:: Given passage ::
========

Friday, May 23, 2008

Double Nickels!

Guess what?! It's my birthday. Yes, I get one around this time every year. I know what you're saying, "Wait, wasn't the last post about this?" Well, yes and no. Hey, it's MY blog, get yer own if the topics aren't to your liking. Shall I go back to Amy Winehouse posts again?

Age-wise I've outlived my father & my two best friends. And other than aches & pains, thinning hair, unflattering silhouettes, ear hair, chin/neck melding and contempt for youthkind it's like I'm still 21.

What is age? Ice, Bronze, Stone? Aqaurius? Well mine has reached twin-digits. That's n0t the same as double digits, which I've been since I was 10. But now let's see if you can guess my age:

22? (oh my and-uh a-boo hoo)

66? (getting my kicks)

77? (stripping at sunset)

That's right, I'm ageless! Actually, on the day I was born Sir Edmund Hillary became the first man to scale Mount Everest! (look it up) No wonder I'm tired!

Some other things of import: the first Coca Cola ad in the Atlanta Journal; Stravinsky's The Rites Of Spring premieres in Paris; Einstein tests the theory of relativity; White Christmas is recorded.

Fellow birthers: Bob Hope; JFK; Stacy Keach; Blair from Fats Of Life; Rupert Everett; LaToya Jackson; Rebbie Jackson; John Hinckley Jr; Annette Benning; Noel Gallagher; Danny Elfman; Pelle Almqvist (The Hives); Gary Brooker (Procol harum); Melissa Etheridge.

Deathers: Mary Pickford; Romy Schneider; John Cipollina (guitar wizard from Quicksilver Messenger Service); Jeff Buckley; Barry Goldwater; Fanny Brice; John Barrymore.

Regrets, I've had a few - million. Have a seat and I'll recite every last one of 'em if you like. At least those I can remember.

========

:: Data excerpts ::
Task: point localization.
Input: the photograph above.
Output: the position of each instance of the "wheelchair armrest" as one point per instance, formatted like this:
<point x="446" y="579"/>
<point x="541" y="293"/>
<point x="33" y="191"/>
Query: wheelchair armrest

========

:: Jobs ::
1. Check each statement against the birthday blog post. For each, answer yes or no and quote the deciding words exactly.
(a) The writer says they have outlived their father.
(b) The writer says they have been in double digits since age 12.
(c) Jeff Buckley is listed among the fellow birthers.
2. Using the birthday blog post, answer these:
(a) What date does the post carry?
(b) Who does the post say became the first man to scale Mount Everest on the writer's birthday?
(c) Which band is John Cipollina named as playing guitar in?
3. Extend the birthday blog post, picking up after its final sentence.

:: Task-by-task results ::
1.
(a) Yes: "Age-wise I've outlived my father & my two best friends."
(b) No: "which I've been since I was 10."
(c) No: "Deathers: Mary Pickford; Romy Schneider; John Cipollina (guitar wizard from Quicksilver Messenger Service); Jeff Buckley"

2.
(a) Friday, May 23, 2008
(b) Sir Edmund Hillary
(c) Quicksilver Messenger Service

3.
I've had some memorable gifts. The year I turned 11 I got a brand new 3-speed bike. It was electric blue. In 1966 (the year garage broke) I got the debut album by The Shadows Of Knight. And you already know about the microphone & the 1st Ramones album. When I was 18 my brother-in-law gave me his old Ford Fairlane, it was boss but I didn't know how to take care of it. The year I turned 21 I got Bowie's Diamond Dogs & a surprise birthday-cum-engagement party. I still have the album. But the banquet hall has long been torn down. And on my 30th birthday my best friend Tom gave me a Numark mixing console that I used for years of DJ work. I actually just hooked it up again to my home setup. Swingin' Time!

In recent years my daughter (who has a hee-larious blog here ) has been taking me to our local concert venues for a night of boozin' & boppin'. We've seen Coldplay while they were still on the upswing, Manic Street Preachers in their 5 minutes of credibility, and last year she got me a brand spankin' new PC, so I can download all the illegal music imaginable!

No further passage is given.